__Problem__: Render all the records below as a numbered list, omitting blank lines. Leave the pictures out of the result.

__Provided data__:
— start —
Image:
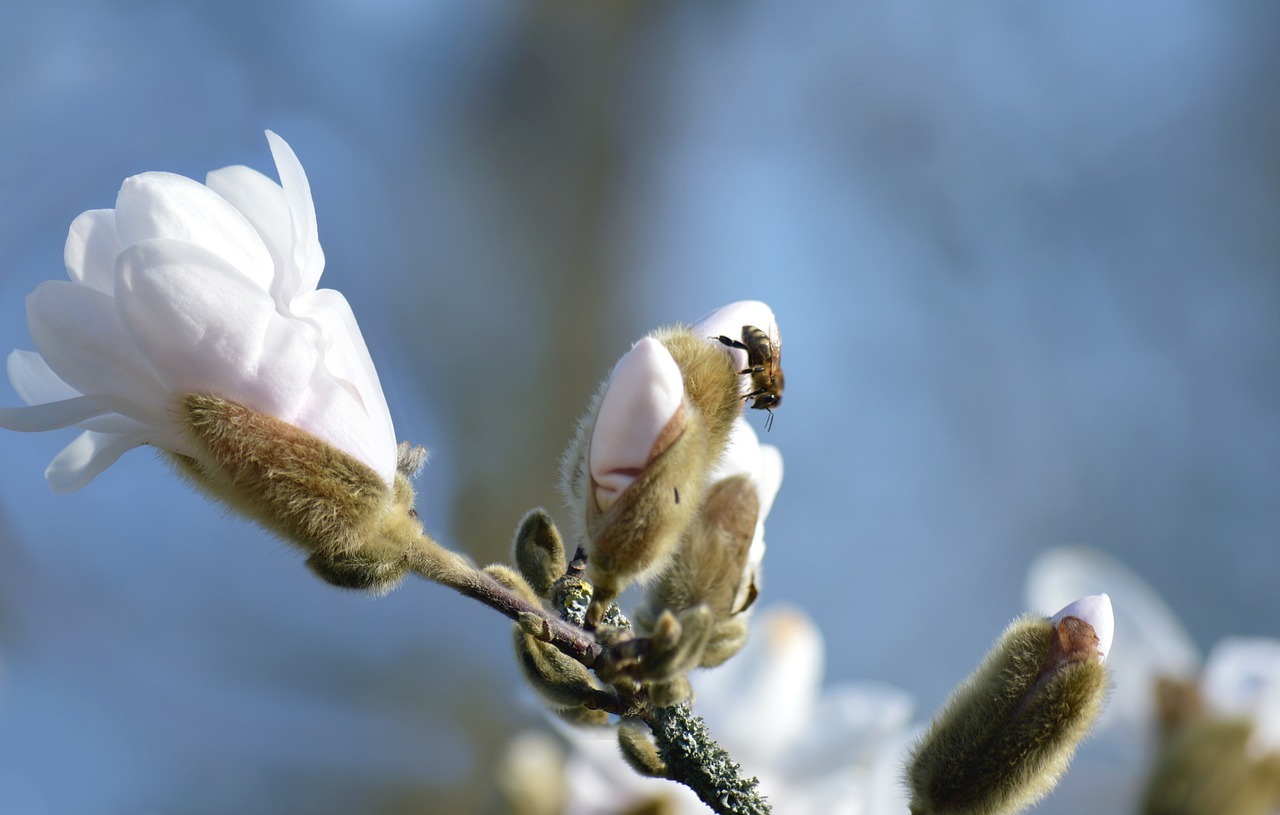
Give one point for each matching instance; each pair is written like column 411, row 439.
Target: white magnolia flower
column 196, row 288
column 835, row 751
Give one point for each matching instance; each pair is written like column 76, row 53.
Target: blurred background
column 1024, row 259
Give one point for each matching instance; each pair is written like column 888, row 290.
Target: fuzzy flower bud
column 636, row 472
column 1008, row 733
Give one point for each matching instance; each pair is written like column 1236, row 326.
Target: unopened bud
column 635, row 472
column 639, row 750
column 539, row 552
column 560, row 680
column 1008, row 733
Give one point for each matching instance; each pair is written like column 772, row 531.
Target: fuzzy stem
column 694, row 759
column 429, row 561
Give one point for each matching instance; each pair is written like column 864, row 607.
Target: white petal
column 1096, row 610
column 51, row 416
column 202, row 328
column 35, row 381
column 167, row 206
column 307, row 257
column 644, row 393
column 261, row 201
column 771, row 477
column 91, row 250
column 766, row 695
column 346, row 357
column 80, row 337
column 40, row 388
column 87, row 456
column 728, row 321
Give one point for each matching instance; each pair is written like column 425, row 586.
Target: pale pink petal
column 1242, row 680
column 1096, row 610
column 204, row 328
column 261, row 201
column 33, row 380
column 330, row 412
column 167, row 206
column 728, row 321
column 307, row 257
column 741, row 454
column 766, row 695
column 80, row 337
column 644, row 394
column 91, row 250
column 771, row 477
column 87, row 456
column 51, row 415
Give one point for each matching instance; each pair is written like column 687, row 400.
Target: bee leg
column 730, row 342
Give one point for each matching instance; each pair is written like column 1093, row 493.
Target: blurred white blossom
column 817, row 751
column 762, row 463
column 1240, row 677
column 196, row 288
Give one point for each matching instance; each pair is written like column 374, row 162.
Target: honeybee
column 764, row 367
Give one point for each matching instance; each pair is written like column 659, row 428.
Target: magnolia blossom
column 835, row 751
column 196, row 288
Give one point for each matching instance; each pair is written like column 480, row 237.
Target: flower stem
column 684, row 743
column 694, row 759
column 430, row 561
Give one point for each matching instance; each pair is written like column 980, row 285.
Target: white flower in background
column 196, row 288
column 1240, row 677
column 728, row 321
column 640, row 415
column 835, row 751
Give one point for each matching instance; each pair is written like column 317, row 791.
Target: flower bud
column 1008, row 733
column 635, row 472
column 1210, row 768
column 718, row 562
column 639, row 751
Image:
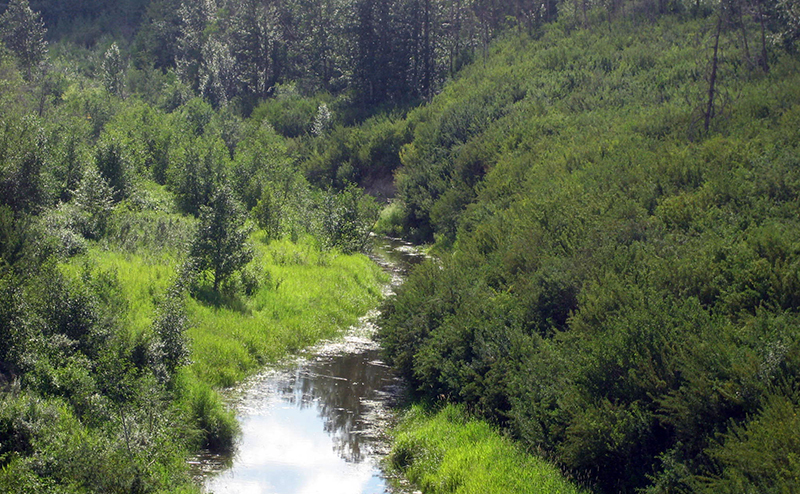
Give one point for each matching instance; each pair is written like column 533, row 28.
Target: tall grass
column 305, row 295
column 447, row 453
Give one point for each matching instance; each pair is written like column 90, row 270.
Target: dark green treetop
column 220, row 245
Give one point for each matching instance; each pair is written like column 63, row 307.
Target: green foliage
column 347, row 220
column 220, row 244
column 615, row 289
column 22, row 31
column 447, row 452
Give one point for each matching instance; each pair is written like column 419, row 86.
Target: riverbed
column 317, row 423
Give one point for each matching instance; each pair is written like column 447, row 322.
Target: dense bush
column 615, row 287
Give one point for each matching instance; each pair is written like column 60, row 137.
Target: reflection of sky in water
column 303, row 435
column 304, row 429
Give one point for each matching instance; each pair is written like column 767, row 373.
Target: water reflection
column 342, row 389
column 316, row 426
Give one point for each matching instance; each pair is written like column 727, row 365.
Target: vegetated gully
column 316, row 424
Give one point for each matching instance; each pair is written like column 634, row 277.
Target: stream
column 316, row 424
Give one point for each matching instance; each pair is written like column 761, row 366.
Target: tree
column 22, row 31
column 114, row 71
column 220, row 244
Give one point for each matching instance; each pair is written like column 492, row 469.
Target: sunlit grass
column 447, row 452
column 305, row 295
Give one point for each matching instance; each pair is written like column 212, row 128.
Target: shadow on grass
column 220, row 299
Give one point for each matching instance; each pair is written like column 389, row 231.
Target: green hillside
column 617, row 285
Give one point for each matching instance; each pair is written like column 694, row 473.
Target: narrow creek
column 316, row 424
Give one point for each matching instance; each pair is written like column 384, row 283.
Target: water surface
column 316, row 424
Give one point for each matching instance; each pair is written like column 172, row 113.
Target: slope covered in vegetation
column 153, row 250
column 617, row 281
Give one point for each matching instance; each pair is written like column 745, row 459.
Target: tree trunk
column 764, row 62
column 712, row 82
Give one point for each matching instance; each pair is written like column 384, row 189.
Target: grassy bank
column 305, row 296
column 295, row 295
column 447, row 452
column 302, row 295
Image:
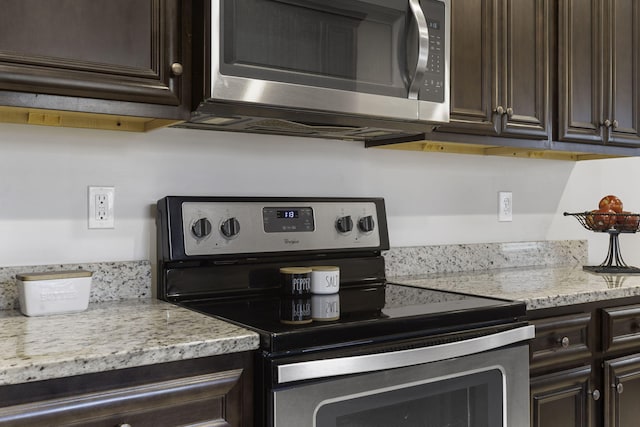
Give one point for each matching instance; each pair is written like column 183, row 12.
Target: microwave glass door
column 393, row 48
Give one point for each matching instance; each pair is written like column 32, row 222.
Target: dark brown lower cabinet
column 562, row 399
column 622, row 391
column 585, row 365
column 210, row 392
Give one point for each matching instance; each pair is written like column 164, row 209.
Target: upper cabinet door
column 500, row 68
column 580, row 80
column 524, row 62
column 474, row 77
column 599, row 72
column 623, row 69
column 122, row 50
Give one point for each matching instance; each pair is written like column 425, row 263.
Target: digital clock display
column 287, row 213
column 287, row 219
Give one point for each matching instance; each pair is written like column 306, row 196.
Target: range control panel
column 236, row 227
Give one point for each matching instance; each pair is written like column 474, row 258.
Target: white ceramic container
column 53, row 292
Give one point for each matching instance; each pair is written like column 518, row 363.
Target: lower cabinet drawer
column 197, row 400
column 560, row 341
column 621, row 328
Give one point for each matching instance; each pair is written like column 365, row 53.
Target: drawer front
column 560, row 341
column 198, row 400
column 621, row 328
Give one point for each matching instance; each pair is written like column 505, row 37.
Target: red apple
column 601, row 219
column 611, row 202
column 628, row 222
— end —
__Solution to the problem__:
1. Image:
2. Give one point for each matching instance; each pair is written like column 411, row 439.
3. Target: white magnolia flower
4. column 196, row 288
5. column 835, row 751
6. Give one point for each matching instance; each pair is written like column 76, row 53.
7. Target: blurred background
8. column 1024, row 259
9. Give one point for each matching instance; each pair is written like column 888, row 290.
10. Target: fuzzy flower bud
11. column 636, row 472
12. column 1008, row 733
13. Give one point for each matching instance; each pair is written like column 1236, row 326.
14. Target: unopened bud
15. column 635, row 472
16. column 639, row 750
17. column 539, row 552
18. column 560, row 680
19. column 1008, row 733
20. Give one point for each matching instance; each pair is written like column 772, row 531.
21. Target: fuzzy stem
22. column 694, row 759
23. column 429, row 561
24. Give one point for each matching instance; each pair is written like column 864, row 607.
25. Target: white petal
26. column 1096, row 610
27. column 51, row 416
28. column 202, row 328
29. column 35, row 381
30. column 167, row 206
31. column 307, row 257
32. column 644, row 393
33. column 261, row 201
34. column 771, row 477
35. column 91, row 250
36. column 766, row 695
37. column 346, row 357
38. column 80, row 337
39. column 40, row 388
40. column 87, row 456
41. column 728, row 321
42. Give one point for each matching instance; each pair is written like column 425, row 586.
43. Target: pale pink petal
44. column 1242, row 680
45. column 1096, row 610
46. column 204, row 328
47. column 261, row 201
48. column 33, row 380
49. column 330, row 412
50. column 167, row 206
51. column 728, row 321
52. column 307, row 257
53. column 741, row 454
54. column 766, row 695
55. column 80, row 337
56. column 644, row 394
57. column 91, row 250
58. column 771, row 477
59. column 87, row 456
60. column 51, row 415
61. Give one point for each matching instance; each pair is written like column 687, row 400.
62. Target: bee leg
63. column 730, row 342
64. Give one point for each matching instance; each pair is written like column 1093, row 493.
65. Target: blurred white blossom
66. column 817, row 751
67. column 762, row 463
68. column 1240, row 677
69. column 196, row 288
70. Give one point for each matching instance; each pair is written like column 374, row 162.
71. Target: honeybee
72. column 764, row 367
73. Give one point for each matching instance; each pair is written like column 659, row 428.
74. Target: magnolia blossom
75. column 835, row 751
76. column 196, row 288
77. Give one point for each matching instance; each pair is written like column 480, row 237.
78. Target: flower stem
79. column 684, row 743
80. column 694, row 759
81. column 430, row 561
82. Give one point for each matching instance; each pair is written like column 980, row 285.
83. Target: white flower in background
84. column 196, row 288
85. column 1240, row 677
86. column 728, row 321
87. column 640, row 415
88. column 835, row 751
89. Give one point for each matching instance; each pair is written like column 317, row 791.
90. Target: flower bud
91. column 1008, row 733
92. column 635, row 472
93. column 1210, row 768
94. column 718, row 562
95. column 639, row 751
96. Image:
97. Give one point for each matching instance; each pair is written like column 533, row 28.
98. Target: tall grass
99. column 305, row 295
100. column 447, row 453
101. Give one point for each matching instance; each pair is written like column 90, row 270.
102. Target: dark green treetop
103. column 220, row 245
104. Give one point for each matching instance; each pair is written like column 63, row 307.
105. Target: green foliage
106. column 347, row 220
107. column 220, row 244
108. column 615, row 289
109. column 22, row 31
110. column 447, row 452
111. Give one point for each matching instance; each pair is written like column 419, row 86.
112. Target: riverbed
113. column 317, row 423
114. Give one point for each matching instance; each pair is written like column 447, row 322.
115. Target: dense bush
116. column 615, row 287
117. Give one point for each matching instance; each pair is written like column 60, row 137.
118. Target: reflection of sky in water
119. column 303, row 435
120. column 304, row 429
121. Give one point for each matching instance; each pair is written like column 767, row 373.
122. Target: water reflection
123. column 342, row 389
124. column 316, row 426
125. Give one point for each matching instance; each pair is written like column 727, row 365.
126. Target: vegetated gully
127. column 316, row 424
128. Give one point for each matching instance; each pair is written like column 634, row 277.
129. Target: stream
130. column 316, row 424
131. Give one point for each matching instance; each pair is written like column 761, row 366.
132. Target: tree
133. column 22, row 31
134. column 114, row 71
135. column 220, row 244
136. Give one point for each matching instance; each pair is written like column 492, row 469.
137. Target: sunlit grass
138. column 447, row 452
139. column 305, row 295
140. Give one point for each matching instance; each pair is written like column 212, row 128.
141. Target: shadow on grass
142. column 220, row 299
143. Give one point for each matching instance; each pair is written like column 389, row 231.
144. Target: green hillside
145. column 617, row 285
146. Give one point for each matching instance; each pair is written like column 694, row 473.
147. Target: narrow creek
148. column 316, row 424
149. Give one point for each matching instance; each pair is written like column 384, row 283.
150. Target: water surface
151. column 316, row 424
152. Give one point for each matching instance; each pair is written like column 172, row 113.
153. Target: slope covered in vegetation
154. column 153, row 250
155. column 617, row 281
156. Give one point for each matching instance; each pair is written like column 745, row 459.
157. Target: tree trunk
158. column 764, row 62
159. column 712, row 82
160. Give one point for each matching instance; each pair is written like column 384, row 189.
161. Target: grassy bank
162. column 305, row 296
163. column 295, row 295
164. column 447, row 452
165. column 302, row 295
166. Image:
167. Give one point for each matching instance; each pair is written like column 183, row 12.
168. Target: microwave glass door
169. column 393, row 48
170. Give one point for each matching instance; each pair is written like column 32, row 222.
171. Target: dark brown lower cabinet
172. column 562, row 399
173. column 622, row 391
174. column 585, row 365
175. column 210, row 392
176. Give one point for each matching instance; each pair is written like column 164, row 209.
177. Target: upper cabinet door
178. column 500, row 68
179. column 580, row 80
180. column 524, row 62
181. column 474, row 77
182. column 599, row 72
183. column 623, row 69
184. column 122, row 50
185. Give one point for each matching instance; each pair is written like column 425, row 263.
186. Target: digital clock display
187. column 287, row 213
188. column 287, row 219
189. Give one point for each matching instance; each pair is written like column 306, row 196.
190. Target: range control panel
191. column 236, row 227
192. Give one point for each matching instance; each pair is written like column 474, row 258.
193. Target: white ceramic container
194. column 53, row 292
195. Give one point for each matching instance; each pair is written like column 518, row 363.
196. Target: lower cabinet drawer
197. column 197, row 400
198. column 560, row 341
199. column 621, row 328
200. Give one point for each matching instance; each pair is written like column 365, row 53.
201. Target: drawer front
202. column 560, row 341
203. column 198, row 400
204. column 621, row 328
205. Give one point for each matching instance; each pair is written like column 505, row 37.
206. Target: red apple
207. column 601, row 219
208. column 611, row 202
209. column 628, row 222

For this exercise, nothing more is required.